:: INSTRUCTION ::
Report every line in the entries below that contains the word "hair", copying each such line in full.

Entries from an annotation dataset:
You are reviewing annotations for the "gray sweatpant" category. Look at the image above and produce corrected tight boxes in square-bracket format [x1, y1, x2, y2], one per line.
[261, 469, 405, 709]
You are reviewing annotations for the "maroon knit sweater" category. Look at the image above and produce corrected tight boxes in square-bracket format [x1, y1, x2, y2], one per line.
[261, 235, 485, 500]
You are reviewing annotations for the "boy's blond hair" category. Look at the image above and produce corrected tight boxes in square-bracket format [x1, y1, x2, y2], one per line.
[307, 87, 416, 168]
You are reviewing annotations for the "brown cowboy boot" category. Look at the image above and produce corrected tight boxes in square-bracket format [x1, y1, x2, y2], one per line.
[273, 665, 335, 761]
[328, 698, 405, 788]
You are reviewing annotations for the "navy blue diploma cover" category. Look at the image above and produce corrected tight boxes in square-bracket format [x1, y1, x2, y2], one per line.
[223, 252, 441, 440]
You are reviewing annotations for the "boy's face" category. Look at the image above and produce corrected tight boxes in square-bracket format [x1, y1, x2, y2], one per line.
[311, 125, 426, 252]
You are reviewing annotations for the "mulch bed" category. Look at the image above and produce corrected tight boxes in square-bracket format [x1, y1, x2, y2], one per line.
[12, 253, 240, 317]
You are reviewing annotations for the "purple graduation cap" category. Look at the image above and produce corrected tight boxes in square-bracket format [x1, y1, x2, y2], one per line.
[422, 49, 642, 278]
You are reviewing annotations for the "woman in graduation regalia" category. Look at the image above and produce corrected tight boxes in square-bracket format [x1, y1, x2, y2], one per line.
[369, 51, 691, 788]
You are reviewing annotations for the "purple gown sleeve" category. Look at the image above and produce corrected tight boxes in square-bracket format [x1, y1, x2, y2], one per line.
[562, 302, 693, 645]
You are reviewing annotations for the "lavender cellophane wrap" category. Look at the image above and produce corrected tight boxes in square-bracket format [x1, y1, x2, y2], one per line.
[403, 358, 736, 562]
---
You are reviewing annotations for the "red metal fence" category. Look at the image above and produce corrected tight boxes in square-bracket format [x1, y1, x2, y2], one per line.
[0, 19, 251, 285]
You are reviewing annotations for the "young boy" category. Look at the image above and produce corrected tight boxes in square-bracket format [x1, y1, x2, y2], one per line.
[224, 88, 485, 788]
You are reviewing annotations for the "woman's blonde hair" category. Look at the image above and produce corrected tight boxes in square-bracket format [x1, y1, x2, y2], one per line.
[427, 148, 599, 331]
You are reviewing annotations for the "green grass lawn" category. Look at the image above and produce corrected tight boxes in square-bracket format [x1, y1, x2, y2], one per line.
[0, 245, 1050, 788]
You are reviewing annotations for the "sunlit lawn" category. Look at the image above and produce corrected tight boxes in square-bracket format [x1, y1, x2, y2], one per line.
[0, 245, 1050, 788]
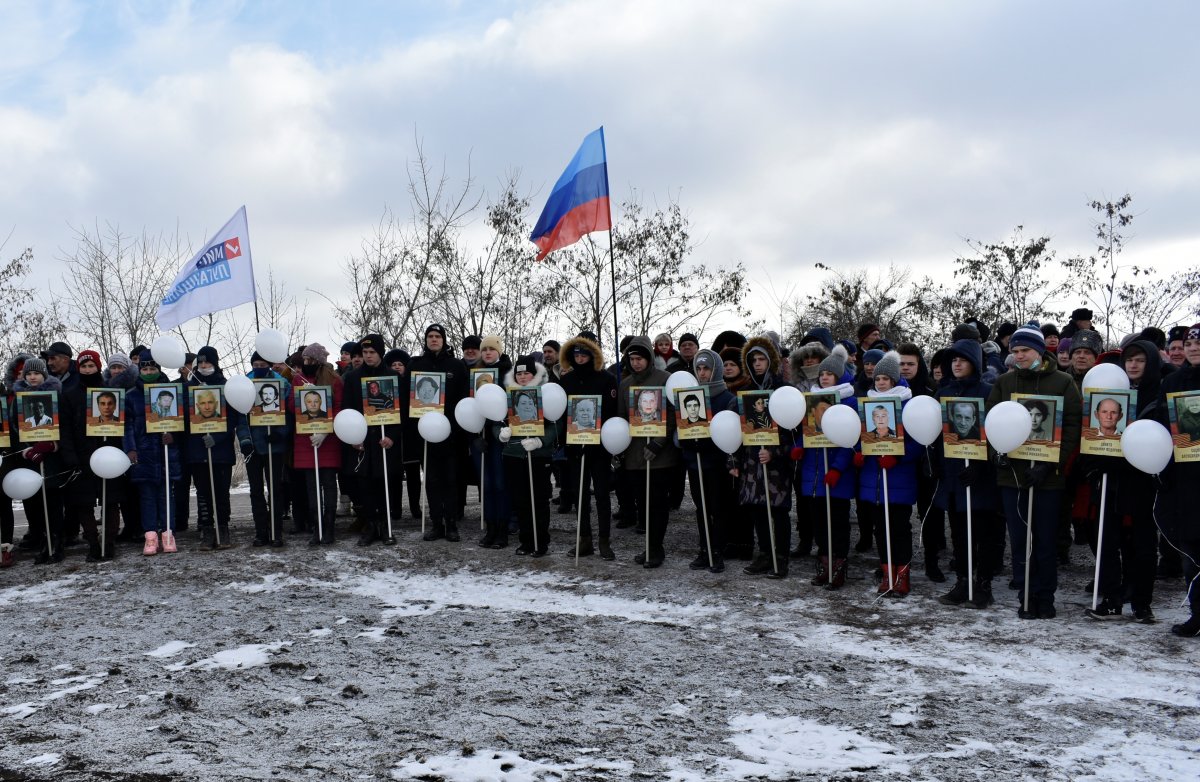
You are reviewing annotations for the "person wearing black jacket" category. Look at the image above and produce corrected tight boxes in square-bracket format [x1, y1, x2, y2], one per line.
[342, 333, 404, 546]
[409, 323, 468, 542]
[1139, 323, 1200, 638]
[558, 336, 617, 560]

:: FULL RESPONSE ::
You are reviewing annotations for the "boy's blond hair" category. Look at the image above and produce corrected tight boxes in square-bracket format [x1, y1, x2, y2], one per line.
You are reviewing annotations for the "woman's blonde hair" category. Look at the image above and produce corrected tight boxes in square-bracket format [x1, y1, x2, y2], one per line.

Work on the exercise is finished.